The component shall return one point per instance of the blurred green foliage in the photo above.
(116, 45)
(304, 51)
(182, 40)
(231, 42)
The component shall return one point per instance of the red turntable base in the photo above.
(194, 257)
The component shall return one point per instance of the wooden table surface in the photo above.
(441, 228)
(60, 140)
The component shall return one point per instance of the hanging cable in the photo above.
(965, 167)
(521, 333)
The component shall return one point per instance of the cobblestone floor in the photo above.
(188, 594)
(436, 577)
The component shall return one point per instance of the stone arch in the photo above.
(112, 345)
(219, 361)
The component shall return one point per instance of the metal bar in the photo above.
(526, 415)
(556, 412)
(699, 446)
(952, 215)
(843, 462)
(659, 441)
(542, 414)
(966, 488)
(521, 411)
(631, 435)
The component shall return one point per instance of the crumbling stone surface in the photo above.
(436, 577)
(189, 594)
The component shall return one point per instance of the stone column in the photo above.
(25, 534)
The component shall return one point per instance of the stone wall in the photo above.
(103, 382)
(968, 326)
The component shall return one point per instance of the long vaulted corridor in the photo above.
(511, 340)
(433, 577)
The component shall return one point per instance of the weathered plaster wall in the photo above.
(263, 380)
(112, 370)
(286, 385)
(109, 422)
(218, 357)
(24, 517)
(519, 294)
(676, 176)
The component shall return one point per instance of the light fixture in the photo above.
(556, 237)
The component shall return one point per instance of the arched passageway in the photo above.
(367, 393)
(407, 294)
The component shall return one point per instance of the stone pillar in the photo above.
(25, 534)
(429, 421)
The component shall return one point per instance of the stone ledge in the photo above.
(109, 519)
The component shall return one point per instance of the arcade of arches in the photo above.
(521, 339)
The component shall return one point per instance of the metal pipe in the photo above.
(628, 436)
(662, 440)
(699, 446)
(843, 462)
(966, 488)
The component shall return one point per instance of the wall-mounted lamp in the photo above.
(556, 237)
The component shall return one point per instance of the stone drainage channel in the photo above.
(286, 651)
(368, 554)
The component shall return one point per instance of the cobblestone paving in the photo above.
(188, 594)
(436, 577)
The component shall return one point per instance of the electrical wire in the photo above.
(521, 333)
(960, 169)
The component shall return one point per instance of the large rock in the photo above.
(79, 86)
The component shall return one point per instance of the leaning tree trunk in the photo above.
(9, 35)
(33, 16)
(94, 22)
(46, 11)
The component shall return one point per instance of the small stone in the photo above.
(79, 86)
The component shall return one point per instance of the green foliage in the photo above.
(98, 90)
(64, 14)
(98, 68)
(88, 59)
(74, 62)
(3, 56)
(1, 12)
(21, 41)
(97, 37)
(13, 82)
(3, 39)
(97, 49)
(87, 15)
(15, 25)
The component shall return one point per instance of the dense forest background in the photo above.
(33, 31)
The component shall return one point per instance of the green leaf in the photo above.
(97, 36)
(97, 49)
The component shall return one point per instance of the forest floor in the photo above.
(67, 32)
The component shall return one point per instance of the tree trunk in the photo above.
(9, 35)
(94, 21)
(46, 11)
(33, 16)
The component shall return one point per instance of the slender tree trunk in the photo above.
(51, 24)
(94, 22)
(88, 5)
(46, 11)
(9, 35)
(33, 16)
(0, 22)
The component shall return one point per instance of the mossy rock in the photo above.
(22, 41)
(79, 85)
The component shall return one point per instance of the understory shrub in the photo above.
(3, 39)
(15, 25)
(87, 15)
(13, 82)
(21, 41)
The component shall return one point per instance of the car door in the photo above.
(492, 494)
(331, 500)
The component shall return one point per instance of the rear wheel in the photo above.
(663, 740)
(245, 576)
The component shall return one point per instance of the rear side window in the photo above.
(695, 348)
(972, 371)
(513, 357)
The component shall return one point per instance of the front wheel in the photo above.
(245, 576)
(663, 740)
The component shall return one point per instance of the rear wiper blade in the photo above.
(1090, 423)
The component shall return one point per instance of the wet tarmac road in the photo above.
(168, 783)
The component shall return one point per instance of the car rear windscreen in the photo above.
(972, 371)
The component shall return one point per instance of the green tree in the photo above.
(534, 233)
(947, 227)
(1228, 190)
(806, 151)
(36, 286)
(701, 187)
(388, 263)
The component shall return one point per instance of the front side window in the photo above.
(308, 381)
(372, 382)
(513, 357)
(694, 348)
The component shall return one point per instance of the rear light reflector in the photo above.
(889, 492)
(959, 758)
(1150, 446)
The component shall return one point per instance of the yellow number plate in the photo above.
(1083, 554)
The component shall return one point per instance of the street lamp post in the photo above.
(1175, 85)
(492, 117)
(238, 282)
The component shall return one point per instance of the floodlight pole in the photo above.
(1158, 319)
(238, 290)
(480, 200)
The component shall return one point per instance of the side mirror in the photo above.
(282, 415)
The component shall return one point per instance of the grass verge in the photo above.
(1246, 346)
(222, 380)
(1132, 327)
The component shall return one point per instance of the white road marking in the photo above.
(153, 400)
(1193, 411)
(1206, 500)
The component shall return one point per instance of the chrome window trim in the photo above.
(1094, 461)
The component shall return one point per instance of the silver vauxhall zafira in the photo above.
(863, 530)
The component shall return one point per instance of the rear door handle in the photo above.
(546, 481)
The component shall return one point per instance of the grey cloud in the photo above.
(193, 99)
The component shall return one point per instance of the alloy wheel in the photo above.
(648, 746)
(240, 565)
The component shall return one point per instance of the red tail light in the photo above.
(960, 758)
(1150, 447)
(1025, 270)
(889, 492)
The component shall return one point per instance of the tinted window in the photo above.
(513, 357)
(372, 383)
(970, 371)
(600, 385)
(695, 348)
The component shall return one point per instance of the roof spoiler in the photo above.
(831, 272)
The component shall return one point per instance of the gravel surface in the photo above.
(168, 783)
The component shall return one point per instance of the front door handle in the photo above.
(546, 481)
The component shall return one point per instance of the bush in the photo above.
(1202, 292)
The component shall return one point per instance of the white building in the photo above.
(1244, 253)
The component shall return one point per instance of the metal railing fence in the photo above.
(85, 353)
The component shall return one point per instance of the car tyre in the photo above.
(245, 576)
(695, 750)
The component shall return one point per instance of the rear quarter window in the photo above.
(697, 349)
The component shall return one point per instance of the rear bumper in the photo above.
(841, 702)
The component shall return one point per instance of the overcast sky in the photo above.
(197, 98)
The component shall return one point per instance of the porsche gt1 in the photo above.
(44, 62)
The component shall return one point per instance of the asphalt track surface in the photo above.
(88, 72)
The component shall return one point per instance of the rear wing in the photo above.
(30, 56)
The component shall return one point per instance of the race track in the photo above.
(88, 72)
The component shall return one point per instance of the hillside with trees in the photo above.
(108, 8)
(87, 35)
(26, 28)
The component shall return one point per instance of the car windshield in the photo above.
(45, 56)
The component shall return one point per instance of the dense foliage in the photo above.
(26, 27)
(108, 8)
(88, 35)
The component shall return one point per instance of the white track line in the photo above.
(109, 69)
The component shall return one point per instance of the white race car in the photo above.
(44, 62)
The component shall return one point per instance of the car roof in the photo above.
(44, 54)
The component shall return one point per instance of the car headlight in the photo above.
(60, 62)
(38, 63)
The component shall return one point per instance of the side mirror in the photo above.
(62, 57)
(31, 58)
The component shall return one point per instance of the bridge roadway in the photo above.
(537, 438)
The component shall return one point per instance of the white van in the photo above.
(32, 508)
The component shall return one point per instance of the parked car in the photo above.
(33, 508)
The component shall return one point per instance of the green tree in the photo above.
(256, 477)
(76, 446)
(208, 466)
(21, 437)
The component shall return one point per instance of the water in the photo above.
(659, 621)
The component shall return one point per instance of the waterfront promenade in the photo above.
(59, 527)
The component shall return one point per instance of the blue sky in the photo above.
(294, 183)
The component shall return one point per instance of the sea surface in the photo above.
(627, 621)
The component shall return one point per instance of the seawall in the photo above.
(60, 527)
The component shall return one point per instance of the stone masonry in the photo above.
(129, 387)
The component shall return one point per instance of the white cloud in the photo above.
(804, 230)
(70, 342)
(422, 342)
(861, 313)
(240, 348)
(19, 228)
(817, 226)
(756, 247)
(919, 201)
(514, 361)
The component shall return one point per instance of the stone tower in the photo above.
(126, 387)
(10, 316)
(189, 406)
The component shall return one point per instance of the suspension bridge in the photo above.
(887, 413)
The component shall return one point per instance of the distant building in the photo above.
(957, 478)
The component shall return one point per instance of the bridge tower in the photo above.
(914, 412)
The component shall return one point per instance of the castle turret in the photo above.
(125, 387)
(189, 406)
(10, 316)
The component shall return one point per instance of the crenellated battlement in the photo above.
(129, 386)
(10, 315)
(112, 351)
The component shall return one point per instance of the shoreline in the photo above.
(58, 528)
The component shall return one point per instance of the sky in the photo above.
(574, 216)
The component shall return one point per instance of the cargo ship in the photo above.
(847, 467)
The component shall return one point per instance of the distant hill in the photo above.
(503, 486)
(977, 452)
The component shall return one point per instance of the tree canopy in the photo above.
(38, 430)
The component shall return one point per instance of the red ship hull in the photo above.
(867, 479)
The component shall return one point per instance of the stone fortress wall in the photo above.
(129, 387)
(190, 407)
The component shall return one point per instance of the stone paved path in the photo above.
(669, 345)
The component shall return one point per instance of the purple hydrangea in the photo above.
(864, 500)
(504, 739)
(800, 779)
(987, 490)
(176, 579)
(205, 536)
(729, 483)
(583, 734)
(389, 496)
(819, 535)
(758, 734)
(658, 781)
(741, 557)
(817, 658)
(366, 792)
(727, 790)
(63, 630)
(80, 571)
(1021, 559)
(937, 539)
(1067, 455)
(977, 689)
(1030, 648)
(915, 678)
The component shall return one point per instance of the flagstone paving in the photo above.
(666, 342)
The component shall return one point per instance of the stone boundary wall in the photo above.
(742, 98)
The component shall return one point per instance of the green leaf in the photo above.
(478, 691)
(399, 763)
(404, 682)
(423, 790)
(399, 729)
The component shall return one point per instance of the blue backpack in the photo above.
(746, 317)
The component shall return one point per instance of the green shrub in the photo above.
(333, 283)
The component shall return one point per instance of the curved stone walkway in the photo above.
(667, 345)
::::::::::
Can you reproduce, word for word, the part of the items above that begins with the line containing "front side window in the photo above." and ends with the line containing "(1150, 446)", both of those lines included?

**WRITTEN REPLY**:
The component shall return one point per instance of the front side window in the photo above.
(308, 381)
(372, 382)
(513, 357)
(694, 348)
The component shall return one point per instance of the rear light reflector in the photo above.
(889, 492)
(959, 758)
(1150, 446)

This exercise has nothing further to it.